*What to produce*:
Starting at the line that contains "Draw the outline of every instance of the distant" and ending after the line that contains "50], [294, 54]]", reproduce those lines with the polygon vertex coordinates in the answers multiplied by 1.85 and rounded to whole numbers, with halves rounded up. Leave the request text unchanged, omit the picture, and give nothing else.

--- START Material ---

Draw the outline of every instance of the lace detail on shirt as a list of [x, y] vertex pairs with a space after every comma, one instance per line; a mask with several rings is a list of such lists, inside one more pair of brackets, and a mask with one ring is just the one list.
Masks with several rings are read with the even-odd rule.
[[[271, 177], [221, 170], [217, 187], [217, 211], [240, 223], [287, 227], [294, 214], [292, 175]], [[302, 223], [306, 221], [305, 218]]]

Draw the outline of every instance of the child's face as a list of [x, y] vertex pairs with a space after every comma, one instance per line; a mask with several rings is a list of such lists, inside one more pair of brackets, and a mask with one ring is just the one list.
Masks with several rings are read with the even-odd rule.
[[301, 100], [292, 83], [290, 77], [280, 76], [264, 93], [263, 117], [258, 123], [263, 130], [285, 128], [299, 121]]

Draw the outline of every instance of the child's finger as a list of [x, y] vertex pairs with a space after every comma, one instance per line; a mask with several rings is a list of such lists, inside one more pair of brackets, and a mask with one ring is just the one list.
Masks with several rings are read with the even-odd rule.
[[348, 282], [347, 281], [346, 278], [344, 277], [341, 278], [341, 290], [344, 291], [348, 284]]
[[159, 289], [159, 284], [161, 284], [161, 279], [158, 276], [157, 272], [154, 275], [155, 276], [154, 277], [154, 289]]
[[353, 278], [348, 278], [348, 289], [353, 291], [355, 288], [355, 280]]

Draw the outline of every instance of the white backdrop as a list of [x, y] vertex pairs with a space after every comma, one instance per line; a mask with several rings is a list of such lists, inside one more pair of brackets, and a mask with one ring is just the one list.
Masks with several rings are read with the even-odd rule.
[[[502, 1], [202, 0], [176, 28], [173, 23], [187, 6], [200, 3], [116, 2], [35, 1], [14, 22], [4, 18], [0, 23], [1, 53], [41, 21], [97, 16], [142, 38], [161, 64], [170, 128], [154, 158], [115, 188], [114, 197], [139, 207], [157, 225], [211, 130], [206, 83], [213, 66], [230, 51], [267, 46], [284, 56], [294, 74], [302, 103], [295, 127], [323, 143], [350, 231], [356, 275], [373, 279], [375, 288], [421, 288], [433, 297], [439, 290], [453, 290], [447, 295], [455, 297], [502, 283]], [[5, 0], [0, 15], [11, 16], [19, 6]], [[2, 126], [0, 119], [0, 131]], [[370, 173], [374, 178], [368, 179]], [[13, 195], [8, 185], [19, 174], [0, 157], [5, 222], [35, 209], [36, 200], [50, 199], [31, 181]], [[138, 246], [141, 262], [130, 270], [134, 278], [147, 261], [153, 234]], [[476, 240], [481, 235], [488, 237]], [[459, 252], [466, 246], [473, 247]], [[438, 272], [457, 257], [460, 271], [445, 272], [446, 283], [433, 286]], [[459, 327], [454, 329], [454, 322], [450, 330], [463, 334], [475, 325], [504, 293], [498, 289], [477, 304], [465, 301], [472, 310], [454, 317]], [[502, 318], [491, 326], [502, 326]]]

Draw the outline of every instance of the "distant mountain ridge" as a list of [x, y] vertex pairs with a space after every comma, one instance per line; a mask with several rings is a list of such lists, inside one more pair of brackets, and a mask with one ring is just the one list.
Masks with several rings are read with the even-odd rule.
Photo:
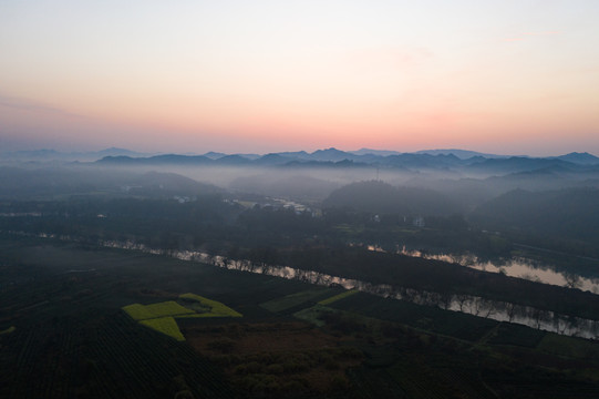
[[530, 157], [485, 154], [468, 150], [423, 150], [400, 153], [386, 150], [361, 149], [341, 151], [334, 147], [279, 152], [265, 155], [208, 152], [204, 155], [144, 154], [111, 147], [87, 153], [61, 153], [54, 150], [22, 151], [0, 154], [0, 160], [20, 162], [95, 162], [97, 165], [211, 165], [260, 167], [376, 167], [409, 171], [458, 171], [464, 173], [512, 174], [538, 170], [554, 172], [597, 171], [599, 157], [583, 153], [559, 156]]

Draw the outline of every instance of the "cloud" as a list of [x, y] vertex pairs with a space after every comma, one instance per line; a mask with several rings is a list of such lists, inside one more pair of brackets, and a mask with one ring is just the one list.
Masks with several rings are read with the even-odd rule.
[[1, 93], [0, 93], [0, 108], [11, 108], [11, 109], [30, 111], [30, 112], [43, 112], [43, 113], [50, 113], [50, 114], [60, 114], [64, 116], [84, 117], [83, 115], [74, 114], [69, 111], [65, 111], [52, 105], [48, 105], [40, 101], [3, 95]]
[[546, 35], [555, 35], [555, 34], [561, 34], [561, 31], [554, 30], [554, 31], [523, 32], [517, 37], [506, 38], [503, 41], [505, 42], [523, 41], [531, 37], [546, 37]]

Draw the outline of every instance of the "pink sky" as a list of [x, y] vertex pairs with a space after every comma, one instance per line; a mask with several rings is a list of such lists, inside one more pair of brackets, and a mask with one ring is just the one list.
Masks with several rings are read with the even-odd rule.
[[578, 0], [7, 1], [0, 150], [599, 154], [597, 14]]

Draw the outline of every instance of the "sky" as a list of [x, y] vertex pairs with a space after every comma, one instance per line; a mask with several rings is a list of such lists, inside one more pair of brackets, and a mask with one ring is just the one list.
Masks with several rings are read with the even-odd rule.
[[599, 154], [597, 0], [1, 0], [0, 152]]

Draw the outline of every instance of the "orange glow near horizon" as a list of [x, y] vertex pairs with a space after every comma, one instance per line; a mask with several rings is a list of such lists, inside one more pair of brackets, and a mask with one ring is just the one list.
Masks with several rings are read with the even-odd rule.
[[592, 12], [430, 1], [0, 4], [0, 141], [599, 153]]

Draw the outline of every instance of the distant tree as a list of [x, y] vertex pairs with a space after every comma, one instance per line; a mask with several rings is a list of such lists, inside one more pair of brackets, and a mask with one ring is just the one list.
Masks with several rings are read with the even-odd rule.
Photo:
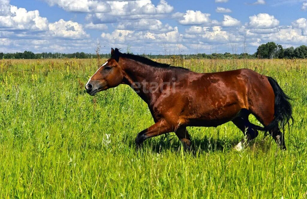
[[298, 58], [307, 58], [307, 46], [303, 45], [297, 47], [294, 50], [294, 54]]
[[293, 46], [286, 49], [284, 53], [284, 57], [288, 59], [294, 58], [295, 56], [294, 50], [294, 48]]
[[278, 58], [280, 51], [283, 50], [281, 45], [278, 46], [275, 42], [268, 42], [260, 45], [257, 49], [256, 53], [258, 58], [273, 59]]
[[278, 58], [282, 59], [285, 55], [285, 50], [282, 46], [280, 44], [277, 45], [276, 49], [276, 56]]

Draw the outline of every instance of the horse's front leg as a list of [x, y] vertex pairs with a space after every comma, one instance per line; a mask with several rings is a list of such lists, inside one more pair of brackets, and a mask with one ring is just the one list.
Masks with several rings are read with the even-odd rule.
[[152, 126], [139, 133], [135, 139], [135, 143], [137, 146], [139, 147], [148, 138], [173, 131], [171, 125], [169, 125], [165, 120], [160, 120]]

--- END Material ---

*Solution*:
Draw the outline of every instance of the distant tree as a list of [x, y] vertex pairs with a space after every comma, one instance per line; a mask with several rings is a list of such lists, inside one more pair of brackets, and a mask with one ring is just the one list.
Masks with several rings are read with the even-odd rule.
Photo:
[[551, 107], [568, 107], [568, 85], [561, 83], [549, 87], [544, 93], [544, 100]]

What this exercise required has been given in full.